OBJECTIF A:
Dans les enregistrements ci-dessous, extrayez sans la moindre modification la portion qui commence à la ligne contenant « kitchen sink, imagine » et se poursuit jusqu'à la fin des enregistrements, bornes incluses.

PASSAGE FOURNI:
_ _ _ _
Ce choix serait le résultat des indications obtenues, à la demande de Meyrem Almaci, auprès des « parties prenantes » de Groen, soit une espèce d’enquête interne. Rien de personnel donc. Ce choix ne serait pas contre Calvo, mais pour les deux femmes. Peut-être, mais il existe depuis quelque temps déjà des tensions entre Almaci et Calvo. Ils sont en concurrence dans la province d’Anvers et ont tous deux une opinion claire sur la meilleure façon de mener une politique verte. Ils sont aussi tous deux restés sur place après des élections décevantes. Des rumeurs dans le parti annonçaient aussi que De Sutter préparait un coup d’éclat pour la présidence. « Meyrem est maintenant débarrassée de ce problème », susurre-t-on dans les couloirs. Les opposants à Calvo, et ils existent, affirment eux qu’il n’a pas l’endurance de De Sutter et qu’il est une cible bien trop attrayante pour l’opposition de droite. Pour preuve, au début de la semaine, la simple rumeur selon laquelle Calvo allait devenir ministre a fait exploser les gazouillis du côté de la droite flamande. Une source du parti dit dans De Morgen : « Il n’aurait jamais supporté un tel bombardement. » Autre source : « On peut dire beaucoup de choses, mais Meyrem a simplement suivi l’avis de l’enquête en interne qui était très clair : De Sutter était largement soutenu et considéré comme une ministre de premier plan »

Il n’empêche que ce qui était censé être une réunion de parti s’est soudain transformé en une lutte de pouvoir sinistre. Beaucoup dénoncent un véritable coup de poignard dans le dos. Si personne ne doute de Petra De Sutter en tant que vice-première ministre et que Van der Straeten, en tant qu’avocate spécialisée dans le droit de l’énergie est parfaite en tant que ministre de l’Énergie beaucoup regrettent la manière dont Kristof Calvo a été évincé. Lors de réunions successives avec la direction du parti et les députés verts, la proposition d’Almaci ne fait pas, et de loin, l’unanimité. On lui reproche aussi de n’avoir obtenu les entreprises publiques, mais sans la SNCB. Calvo lui-même, selon plusieurs sources, s’est battu comme un diable.
_ _ _ _
ENREGISTREMENTS FOURNIS:
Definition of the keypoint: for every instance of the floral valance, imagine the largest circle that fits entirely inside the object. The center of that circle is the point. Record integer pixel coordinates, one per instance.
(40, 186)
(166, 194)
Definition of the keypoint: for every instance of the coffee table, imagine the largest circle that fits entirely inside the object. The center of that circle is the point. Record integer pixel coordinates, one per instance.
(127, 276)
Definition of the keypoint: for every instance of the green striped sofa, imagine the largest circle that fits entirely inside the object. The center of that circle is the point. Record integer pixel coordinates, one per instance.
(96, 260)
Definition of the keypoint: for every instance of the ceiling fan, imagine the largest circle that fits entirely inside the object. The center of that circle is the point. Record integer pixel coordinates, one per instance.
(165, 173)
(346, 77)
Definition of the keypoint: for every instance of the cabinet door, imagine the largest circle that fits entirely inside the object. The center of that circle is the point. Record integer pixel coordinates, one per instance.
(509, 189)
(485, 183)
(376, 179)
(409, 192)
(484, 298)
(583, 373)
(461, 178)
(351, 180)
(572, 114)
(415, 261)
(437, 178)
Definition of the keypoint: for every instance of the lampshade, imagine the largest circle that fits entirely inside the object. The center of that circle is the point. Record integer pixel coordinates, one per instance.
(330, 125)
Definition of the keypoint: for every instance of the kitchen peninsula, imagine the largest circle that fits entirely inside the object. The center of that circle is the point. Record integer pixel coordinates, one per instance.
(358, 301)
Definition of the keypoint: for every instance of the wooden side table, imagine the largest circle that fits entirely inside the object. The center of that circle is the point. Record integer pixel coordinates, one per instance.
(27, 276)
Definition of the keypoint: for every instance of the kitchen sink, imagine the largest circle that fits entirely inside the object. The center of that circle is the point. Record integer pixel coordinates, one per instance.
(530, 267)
_ _ _ _
OBJECTIF B:
Recopiez à l'identique, du premier au dernier mot, le passage sur Groen et l'éviction de Kristof Calvo.

RÉPONSE FINALE A:
Definition of the keypoint: for every instance of the kitchen sink, imagine the largest circle that fits entirely inside the object. The center of that circle is the point. Record integer pixel coordinates, one per instance.
(530, 267)

RÉPONSE FINALE B:
Ce choix serait le résultat des indications obtenues, à la demande de Meyrem Almaci, auprès des « parties prenantes » de Groen, soit une espèce d’enquête interne. Rien de personnel donc. Ce choix ne serait pas contre Calvo, mais pour les deux femmes. Peut-être, mais il existe depuis quelque temps déjà des tensions entre Almaci et Calvo. Ils sont en concurrence dans la province d’Anvers et ont tous deux une opinion claire sur la meilleure façon de mener une politique verte. Ils sont aussi tous deux restés sur place après des élections décevantes. Des rumeurs dans le parti annonçaient aussi que De Sutter préparait un coup d’éclat pour la présidence. « Meyrem est maintenant débarrassée de ce problème », susurre-t-on dans les couloirs. Les opposants à Calvo, et ils existent, affirment eux qu’il n’a pas l’endurance de De Sutter et qu’il est une cible bien trop attrayante pour l’opposition de droite. Pour preuve, au début de la semaine, la simple rumeur selon laquelle Calvo allait devenir ministre a fait exploser les gazouillis du côté de la droite flamande. Une source du parti dit dans De Morgen : « Il n’aurait jamais supporté un tel bombardement. » Autre source : « On peut dire beaucoup de choses, mais Meyrem a simplement suivi l’avis de l’enquête en interne qui était très clair : De Sutter était largement soutenu et considéré comme une ministre de premier plan »

Il n’empêche que ce qui était censé être une réunion de parti s’est soudain transformé en une lutte de pouvoir sinistre. Beaucoup dénoncent un véritable coup de poignard dans le dos. Si personne ne doute de Petra De Sutter en tant que vice-première ministre et que Van der Straeten, en tant qu’avocate spécialisée dans le droit de l’énergie est parfaite en tant que ministre de l’Énergie beaucoup regrettent la manière dont Kristof Calvo a été évincé. Lors de réunions successives avec la direction du parti et les députés verts, la proposition d’Almaci ne fait pas, et de loin, l’unanimité. On lui reproche aussi de n’avoir obtenu les entreprises publiques, mais sans la SNCB. Calvo lui-même, selon plusieurs sources, s’est battu comme un diable.